**Stated exercise**. Reproduce the data word for word, starting at the line that contains "[point] every instance of the door handle" and continuing through the end of the data, with both ends included.

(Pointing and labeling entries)
(begin)

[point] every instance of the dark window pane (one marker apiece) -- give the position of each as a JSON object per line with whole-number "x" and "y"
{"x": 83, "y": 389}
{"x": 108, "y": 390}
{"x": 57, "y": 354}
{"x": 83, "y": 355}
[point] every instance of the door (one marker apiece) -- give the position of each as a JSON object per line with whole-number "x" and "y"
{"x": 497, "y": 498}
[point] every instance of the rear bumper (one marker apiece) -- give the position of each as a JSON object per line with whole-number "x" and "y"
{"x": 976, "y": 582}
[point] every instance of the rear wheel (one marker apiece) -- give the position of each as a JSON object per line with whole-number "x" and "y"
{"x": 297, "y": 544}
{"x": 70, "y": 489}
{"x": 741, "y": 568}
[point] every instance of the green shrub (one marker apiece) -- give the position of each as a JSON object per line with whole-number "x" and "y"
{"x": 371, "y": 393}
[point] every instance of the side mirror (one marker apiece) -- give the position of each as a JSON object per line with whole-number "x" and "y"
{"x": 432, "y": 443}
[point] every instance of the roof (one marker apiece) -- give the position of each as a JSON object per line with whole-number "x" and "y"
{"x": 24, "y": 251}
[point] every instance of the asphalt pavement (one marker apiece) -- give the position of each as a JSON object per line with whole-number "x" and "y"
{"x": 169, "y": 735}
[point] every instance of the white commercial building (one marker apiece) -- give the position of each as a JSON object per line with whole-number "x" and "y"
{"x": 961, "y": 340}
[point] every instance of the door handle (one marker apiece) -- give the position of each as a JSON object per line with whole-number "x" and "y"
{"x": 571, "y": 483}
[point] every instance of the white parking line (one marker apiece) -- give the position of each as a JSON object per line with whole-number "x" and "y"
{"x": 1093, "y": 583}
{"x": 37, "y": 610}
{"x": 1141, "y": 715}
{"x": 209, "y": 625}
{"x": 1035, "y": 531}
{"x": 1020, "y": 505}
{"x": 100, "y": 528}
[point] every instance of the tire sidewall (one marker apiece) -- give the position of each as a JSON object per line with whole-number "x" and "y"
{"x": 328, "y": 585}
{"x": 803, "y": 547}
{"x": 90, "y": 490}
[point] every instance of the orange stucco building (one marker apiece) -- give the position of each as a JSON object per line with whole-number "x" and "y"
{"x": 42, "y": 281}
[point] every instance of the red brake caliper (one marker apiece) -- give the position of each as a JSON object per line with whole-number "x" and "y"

(end)

**Response to this exercise**.
[point] every instance of the door handle (one marker apiece) -- give the position of each as a JSON object per line with whole-number "x" and "y"
{"x": 571, "y": 483}
[point] every instance of the white parking line (one marker apiece) -- give the position of each as a JSON object per line with whole-number "x" and "y"
{"x": 1093, "y": 583}
{"x": 37, "y": 610}
{"x": 1141, "y": 715}
{"x": 209, "y": 625}
{"x": 1035, "y": 531}
{"x": 1020, "y": 505}
{"x": 100, "y": 528}
[point] every instance of the tire sidewall (one marker apiece) -- give the position of each as a JSON object per line with whole-number "x" and "y"
{"x": 328, "y": 585}
{"x": 803, "y": 547}
{"x": 90, "y": 490}
[point] every instance of the orange stucco building (one marker apiece) -- give the position of each as a JSON object per line with whole-number "x" and "y"
{"x": 42, "y": 281}
[point] every instance of the red brake caliper (one marker apiece) -- give the position of each as a JSON object per line with whole-number "x" and "y"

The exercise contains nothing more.